=== Exercise ===
Please write the next part of the forum thread on storing calculated values in a database, picking up after its last line.

Is storing calculated values in database a bad idea? [closed] - sql

Closed. This question needs details or clarity. It is not currently accepting answers.
Want to improve this question? Add details and clarify the problem by editing this post.
Closed 2 years ago.
Improve this question
Let's say I'm working on an online store project. So, I'm gonna have to create a table called 'Product' in my database. Say I also want users to be able to 'like' my products. That requires me to create another table called 'ProductLike' to store users' IDs alongside the ID of the product they like (a junction table).
The main scenario: Every time when a user sends a request to my website to get a product page, I'm gonna have to recalculate the number of likes that product has.
My question is: So, I know the standard approach is not to store 'Calculated values' in the database (normalization). But what about cases like this? (I mean cases in which it might be expensive to calculate something). For instance in the example above, isn't it better to have a column named 'NumberOfLikes' in the 'Product' table to store the calculated number of the product likes for fast retrieval?

Update
isn't it better to have a column named 'NumberOfLikes' in the 'Product' table to store the calculated number of the product likes?
IMHO, the direct answer to this question is "No, unless you have a real performance problem due to the counting of likes".
If you do have a performance problem, and you've identified its source as the count of likes, Then you might want to consider adding a LikesCount column to the products table. If you do add such a column, please note you are going to have to update it on every change to the ProductLike table - delete, update and insert.
This means you are going to have to write a trigger for this table to handle all these cases, but it shouldn't be too hard since you can do everything in a single trigger - something like this:
create trigger ProductLikeChaneged on ProductLike
for insert, update, delete
as
update p
set LikesCount = (select count(*) from ProductLike as pl where pl.productId = p.Id)
from product as p
where exists
(
select 1 from inserted as i where p.id = i.productId
)
or exists
(
select 1 from deleted as d where p.id = d.productId
)
Original version
Based on your description, "calculating" the number of likes for a product is simply a count of rows in the ProductLike table where the product id is the id of the product you are currently displaying to the user.
This can be done very fast, especially if the ProductLike table clustered index is ProductId and then UserId, thus allowing SQL Server to use clustered index seek and not a table scan.
Basically, your ProductLike table should look like this:
Create table ProductLike
(
ProductId int,
UserId int,
Constraint PK_ProductLike PRIMARY KEY (ProductId, UserId)
)

(Point placement entries)
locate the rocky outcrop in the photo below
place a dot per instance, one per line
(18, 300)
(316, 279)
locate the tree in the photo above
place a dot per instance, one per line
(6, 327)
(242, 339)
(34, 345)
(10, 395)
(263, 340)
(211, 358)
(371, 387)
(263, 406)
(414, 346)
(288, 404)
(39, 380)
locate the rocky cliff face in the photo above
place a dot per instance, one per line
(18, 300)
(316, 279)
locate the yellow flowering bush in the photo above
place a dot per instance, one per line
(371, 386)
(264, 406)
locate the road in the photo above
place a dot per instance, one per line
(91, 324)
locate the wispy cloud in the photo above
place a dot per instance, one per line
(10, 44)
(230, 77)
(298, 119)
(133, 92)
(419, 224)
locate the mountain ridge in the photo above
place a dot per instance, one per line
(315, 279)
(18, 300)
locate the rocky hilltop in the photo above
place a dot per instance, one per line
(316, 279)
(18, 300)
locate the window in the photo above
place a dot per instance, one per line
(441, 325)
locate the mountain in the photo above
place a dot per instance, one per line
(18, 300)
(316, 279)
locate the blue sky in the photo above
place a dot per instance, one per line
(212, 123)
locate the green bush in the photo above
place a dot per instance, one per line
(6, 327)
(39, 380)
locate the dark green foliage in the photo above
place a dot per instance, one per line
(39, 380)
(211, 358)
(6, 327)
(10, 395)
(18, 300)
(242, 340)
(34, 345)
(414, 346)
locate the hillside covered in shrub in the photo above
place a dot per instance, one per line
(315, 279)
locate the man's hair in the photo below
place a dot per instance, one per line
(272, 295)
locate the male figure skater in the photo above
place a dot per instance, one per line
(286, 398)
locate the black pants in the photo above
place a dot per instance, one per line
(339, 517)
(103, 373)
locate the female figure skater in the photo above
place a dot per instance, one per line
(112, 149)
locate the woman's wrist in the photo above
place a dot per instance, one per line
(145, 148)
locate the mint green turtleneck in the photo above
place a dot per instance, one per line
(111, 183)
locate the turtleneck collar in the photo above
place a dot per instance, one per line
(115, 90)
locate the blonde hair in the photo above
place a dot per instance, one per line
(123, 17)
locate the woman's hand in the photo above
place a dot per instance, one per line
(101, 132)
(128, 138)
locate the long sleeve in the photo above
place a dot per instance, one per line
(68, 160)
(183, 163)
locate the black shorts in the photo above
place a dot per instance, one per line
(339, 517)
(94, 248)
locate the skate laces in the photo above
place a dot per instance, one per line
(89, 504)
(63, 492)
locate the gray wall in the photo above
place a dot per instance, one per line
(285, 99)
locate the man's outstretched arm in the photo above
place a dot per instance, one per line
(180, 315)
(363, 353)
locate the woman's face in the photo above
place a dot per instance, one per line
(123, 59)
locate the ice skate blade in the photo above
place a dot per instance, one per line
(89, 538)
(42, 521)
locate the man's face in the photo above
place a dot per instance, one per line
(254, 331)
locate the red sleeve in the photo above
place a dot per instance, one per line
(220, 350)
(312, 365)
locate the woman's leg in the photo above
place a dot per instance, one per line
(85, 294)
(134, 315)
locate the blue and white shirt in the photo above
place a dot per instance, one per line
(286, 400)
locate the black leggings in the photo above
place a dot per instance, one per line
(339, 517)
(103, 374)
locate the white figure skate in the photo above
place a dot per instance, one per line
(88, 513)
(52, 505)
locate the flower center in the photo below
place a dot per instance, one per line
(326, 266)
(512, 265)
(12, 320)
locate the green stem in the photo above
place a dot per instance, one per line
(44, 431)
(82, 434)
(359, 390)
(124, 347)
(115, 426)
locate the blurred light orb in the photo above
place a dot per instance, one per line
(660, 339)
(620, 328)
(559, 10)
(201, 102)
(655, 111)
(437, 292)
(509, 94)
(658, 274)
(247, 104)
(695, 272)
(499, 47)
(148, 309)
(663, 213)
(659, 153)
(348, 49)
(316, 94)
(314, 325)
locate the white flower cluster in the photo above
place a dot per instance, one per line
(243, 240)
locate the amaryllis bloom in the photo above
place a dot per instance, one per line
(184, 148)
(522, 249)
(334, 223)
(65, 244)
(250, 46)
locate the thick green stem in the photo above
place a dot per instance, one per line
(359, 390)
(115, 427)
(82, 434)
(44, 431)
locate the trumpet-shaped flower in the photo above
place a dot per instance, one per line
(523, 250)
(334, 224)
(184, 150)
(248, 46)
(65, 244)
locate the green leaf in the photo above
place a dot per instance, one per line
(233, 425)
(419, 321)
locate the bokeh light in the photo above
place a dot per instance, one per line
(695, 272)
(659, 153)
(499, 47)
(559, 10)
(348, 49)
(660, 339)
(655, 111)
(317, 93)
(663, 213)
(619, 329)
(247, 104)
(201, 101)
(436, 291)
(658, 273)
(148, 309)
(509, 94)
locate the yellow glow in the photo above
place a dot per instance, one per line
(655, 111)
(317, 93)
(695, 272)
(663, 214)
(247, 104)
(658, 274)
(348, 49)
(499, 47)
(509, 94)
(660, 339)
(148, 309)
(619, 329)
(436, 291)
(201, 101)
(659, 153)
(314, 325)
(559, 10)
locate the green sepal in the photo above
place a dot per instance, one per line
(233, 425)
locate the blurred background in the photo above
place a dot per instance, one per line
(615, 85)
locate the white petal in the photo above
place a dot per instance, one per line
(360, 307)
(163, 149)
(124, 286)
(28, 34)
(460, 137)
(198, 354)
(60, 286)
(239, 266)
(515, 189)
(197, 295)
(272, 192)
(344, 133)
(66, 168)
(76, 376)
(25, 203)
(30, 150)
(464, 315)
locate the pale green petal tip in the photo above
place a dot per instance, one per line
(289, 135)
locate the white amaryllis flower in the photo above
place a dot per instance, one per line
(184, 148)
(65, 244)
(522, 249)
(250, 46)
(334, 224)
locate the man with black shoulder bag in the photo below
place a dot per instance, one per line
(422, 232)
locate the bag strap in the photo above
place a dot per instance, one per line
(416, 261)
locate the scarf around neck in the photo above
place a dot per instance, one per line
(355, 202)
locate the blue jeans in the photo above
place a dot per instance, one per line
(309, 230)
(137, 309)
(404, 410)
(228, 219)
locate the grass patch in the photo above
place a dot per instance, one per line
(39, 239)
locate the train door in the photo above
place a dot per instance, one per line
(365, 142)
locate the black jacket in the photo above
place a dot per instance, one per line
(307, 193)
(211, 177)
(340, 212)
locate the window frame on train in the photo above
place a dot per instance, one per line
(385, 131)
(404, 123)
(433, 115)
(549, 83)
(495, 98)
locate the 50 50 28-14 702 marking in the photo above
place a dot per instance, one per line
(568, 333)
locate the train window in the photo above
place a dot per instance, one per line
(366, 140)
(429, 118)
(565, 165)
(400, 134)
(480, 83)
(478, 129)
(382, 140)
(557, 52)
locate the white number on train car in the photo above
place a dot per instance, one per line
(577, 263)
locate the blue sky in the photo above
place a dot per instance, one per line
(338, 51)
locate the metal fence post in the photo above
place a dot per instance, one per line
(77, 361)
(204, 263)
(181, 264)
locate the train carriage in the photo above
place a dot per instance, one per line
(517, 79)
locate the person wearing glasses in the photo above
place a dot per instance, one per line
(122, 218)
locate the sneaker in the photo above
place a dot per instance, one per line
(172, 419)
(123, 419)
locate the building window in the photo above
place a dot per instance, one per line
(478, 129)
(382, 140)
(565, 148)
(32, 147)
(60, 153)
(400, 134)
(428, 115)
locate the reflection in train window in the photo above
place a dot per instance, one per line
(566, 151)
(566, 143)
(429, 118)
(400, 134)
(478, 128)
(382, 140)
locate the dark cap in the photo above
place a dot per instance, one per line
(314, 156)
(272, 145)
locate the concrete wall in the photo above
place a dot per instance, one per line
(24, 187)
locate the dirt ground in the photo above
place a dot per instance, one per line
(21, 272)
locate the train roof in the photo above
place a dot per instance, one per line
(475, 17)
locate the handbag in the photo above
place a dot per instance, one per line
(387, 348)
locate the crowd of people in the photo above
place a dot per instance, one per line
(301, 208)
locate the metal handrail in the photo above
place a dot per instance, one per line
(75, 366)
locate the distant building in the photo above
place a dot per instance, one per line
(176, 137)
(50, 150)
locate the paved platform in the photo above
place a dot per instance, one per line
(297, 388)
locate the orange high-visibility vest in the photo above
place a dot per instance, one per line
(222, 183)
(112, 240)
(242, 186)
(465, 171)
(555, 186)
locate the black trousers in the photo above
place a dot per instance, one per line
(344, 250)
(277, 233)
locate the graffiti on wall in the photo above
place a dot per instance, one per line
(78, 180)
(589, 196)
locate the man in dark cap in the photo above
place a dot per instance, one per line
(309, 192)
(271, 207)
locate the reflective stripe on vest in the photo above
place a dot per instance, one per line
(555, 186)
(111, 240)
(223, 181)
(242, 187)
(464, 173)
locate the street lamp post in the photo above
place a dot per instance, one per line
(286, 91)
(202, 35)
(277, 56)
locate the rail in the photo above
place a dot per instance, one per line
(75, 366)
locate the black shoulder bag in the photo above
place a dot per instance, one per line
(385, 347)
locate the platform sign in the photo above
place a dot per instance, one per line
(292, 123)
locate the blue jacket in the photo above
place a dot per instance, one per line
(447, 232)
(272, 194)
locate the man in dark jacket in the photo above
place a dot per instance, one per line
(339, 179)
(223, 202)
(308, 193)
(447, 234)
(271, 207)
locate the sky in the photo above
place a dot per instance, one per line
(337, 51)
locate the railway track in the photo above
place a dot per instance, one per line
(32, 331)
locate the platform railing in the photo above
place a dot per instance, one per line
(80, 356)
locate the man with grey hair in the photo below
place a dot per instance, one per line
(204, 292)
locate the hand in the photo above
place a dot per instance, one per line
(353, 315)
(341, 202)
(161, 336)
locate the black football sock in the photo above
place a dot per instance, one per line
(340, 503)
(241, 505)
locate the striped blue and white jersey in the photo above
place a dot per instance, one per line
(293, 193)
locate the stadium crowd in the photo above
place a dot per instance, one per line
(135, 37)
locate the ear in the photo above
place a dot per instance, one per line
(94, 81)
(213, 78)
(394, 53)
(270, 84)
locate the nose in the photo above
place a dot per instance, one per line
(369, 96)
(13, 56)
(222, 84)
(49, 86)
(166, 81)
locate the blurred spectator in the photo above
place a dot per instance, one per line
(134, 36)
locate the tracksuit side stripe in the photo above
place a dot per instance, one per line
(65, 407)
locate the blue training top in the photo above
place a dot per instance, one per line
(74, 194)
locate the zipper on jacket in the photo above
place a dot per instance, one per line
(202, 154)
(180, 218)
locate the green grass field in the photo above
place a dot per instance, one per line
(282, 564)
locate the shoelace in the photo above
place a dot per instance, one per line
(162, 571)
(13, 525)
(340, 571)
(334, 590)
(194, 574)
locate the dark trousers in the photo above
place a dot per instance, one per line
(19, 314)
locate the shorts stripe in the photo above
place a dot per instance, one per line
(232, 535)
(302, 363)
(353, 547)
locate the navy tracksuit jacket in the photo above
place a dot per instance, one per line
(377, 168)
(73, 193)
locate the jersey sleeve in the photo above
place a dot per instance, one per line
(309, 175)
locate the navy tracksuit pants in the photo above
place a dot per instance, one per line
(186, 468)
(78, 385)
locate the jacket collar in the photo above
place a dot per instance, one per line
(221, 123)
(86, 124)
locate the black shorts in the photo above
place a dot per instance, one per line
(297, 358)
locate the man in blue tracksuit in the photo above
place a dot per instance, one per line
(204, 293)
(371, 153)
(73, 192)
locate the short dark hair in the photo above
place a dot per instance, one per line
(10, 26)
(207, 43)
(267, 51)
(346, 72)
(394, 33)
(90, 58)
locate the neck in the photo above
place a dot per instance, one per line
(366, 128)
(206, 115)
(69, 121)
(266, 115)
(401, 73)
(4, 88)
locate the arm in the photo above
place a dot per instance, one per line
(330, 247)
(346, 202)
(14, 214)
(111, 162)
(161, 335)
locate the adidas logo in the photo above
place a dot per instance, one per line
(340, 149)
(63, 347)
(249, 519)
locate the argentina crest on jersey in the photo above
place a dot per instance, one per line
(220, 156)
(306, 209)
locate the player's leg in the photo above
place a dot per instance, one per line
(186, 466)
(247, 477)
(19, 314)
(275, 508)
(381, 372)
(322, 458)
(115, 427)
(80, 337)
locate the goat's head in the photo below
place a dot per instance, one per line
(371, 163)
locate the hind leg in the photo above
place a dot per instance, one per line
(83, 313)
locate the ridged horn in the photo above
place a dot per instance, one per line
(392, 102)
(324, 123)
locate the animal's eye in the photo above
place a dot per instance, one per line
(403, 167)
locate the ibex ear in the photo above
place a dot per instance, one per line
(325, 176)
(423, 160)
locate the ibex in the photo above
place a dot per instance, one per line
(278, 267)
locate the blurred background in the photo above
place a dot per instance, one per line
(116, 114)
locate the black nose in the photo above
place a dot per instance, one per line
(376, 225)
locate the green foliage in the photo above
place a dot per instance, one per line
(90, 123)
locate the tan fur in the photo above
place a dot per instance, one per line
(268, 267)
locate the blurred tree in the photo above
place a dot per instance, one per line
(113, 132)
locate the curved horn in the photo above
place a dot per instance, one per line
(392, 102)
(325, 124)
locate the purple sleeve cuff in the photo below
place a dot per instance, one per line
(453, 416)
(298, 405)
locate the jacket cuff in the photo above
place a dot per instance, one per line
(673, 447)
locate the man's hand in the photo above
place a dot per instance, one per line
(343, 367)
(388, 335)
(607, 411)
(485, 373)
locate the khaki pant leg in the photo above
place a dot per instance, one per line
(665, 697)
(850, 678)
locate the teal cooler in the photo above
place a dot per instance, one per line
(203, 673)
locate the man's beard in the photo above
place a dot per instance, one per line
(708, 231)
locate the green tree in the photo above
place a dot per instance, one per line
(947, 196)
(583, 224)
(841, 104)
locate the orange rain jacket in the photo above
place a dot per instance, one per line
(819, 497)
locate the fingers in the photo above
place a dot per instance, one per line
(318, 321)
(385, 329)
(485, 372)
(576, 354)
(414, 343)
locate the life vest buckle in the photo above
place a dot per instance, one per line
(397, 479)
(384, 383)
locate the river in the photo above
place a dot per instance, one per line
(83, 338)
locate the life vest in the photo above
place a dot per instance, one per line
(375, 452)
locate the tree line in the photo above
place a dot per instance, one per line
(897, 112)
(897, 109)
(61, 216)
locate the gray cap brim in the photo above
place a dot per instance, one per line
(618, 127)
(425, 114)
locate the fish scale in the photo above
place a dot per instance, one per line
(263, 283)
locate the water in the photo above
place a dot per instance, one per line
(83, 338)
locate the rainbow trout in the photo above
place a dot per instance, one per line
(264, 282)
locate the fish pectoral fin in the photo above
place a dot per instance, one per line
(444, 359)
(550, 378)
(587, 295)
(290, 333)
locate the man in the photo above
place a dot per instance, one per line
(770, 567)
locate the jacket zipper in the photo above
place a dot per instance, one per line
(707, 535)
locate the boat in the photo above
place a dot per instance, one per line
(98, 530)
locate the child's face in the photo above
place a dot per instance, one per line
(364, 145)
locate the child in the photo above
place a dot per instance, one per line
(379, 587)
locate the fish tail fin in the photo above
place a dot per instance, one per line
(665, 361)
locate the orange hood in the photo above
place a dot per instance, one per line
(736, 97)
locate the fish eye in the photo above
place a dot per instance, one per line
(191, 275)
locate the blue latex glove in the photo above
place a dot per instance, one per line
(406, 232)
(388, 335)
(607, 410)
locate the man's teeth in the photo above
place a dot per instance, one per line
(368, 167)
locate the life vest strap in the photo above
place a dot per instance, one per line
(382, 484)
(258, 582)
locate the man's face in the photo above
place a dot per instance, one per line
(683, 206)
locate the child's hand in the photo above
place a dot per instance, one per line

=== Result for this exercise ===
Note that by default, SQL Server will use the primary key as the clustered index of the table.
Then your select statement for the product page can be something like this:
select Name, Description, -- Other product related details
(select count(*)
from productLike as pl
where pl.ProductId = p.Id) as likeCount
from product as p

By "calculated" value, I suspect you mean an accumulation of the number of requests.
The simplest approach in terms of database design and maintenance is to store each request as a row in a table and to summarize when needed. This has certain nice features:
A user can "unrequest" or "unlike" quite easily.
Inserts are (typically) at the "end" of the table, minimizing fragmentation and speeding inserts. Note: This can result in contention for the last page if multiple threads are writing at the same time.
Counts can be flexible, limited to a particular date range or type of user for instance.
The data is drill-downable. That is, for a given count you know exactly what produced it.
Summarization is often very reasonable, if you have the right indexes and partitions on the data.
That said, such summarization does not meet all needs. A traditional approach is to use a trigger to maintain summary tables -- adding lots of complexity for maintenance (you need insert, delete, and update triggers). I think #daniherrera's answer gives guidance on the best approach.

For real life they are real solutions. You should to materialize this field and denormalize database to keep performance. Do you have serveral options to keep this field uptodate:
Materialized views.
Triggers.
Store procedure.
Disclaimer: Your question is a primary opinion-based, I guess will be closed in a while.

Number of product liked by user can be fetched by UserProductLike table, where userid is id of your user.

Related

How to create an aggregate table (data mart) that will improve chart performance?

I created a table named user_preferences where user preferences have been grouped by user_id and month.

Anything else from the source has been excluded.